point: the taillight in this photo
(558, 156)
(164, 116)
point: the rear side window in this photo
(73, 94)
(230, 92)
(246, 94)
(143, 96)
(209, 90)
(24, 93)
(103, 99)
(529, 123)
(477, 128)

※

> [GOAL]: Rewrite the records so that "point" reads "locate" wherever it appears. Keep every other part unchanged.

> [THE OUTPUT]:
locate: the taillight in this photo
(558, 156)
(164, 116)
locate: the rear side window in this photo
(73, 94)
(230, 92)
(246, 94)
(143, 96)
(209, 90)
(24, 93)
(103, 99)
(529, 123)
(477, 128)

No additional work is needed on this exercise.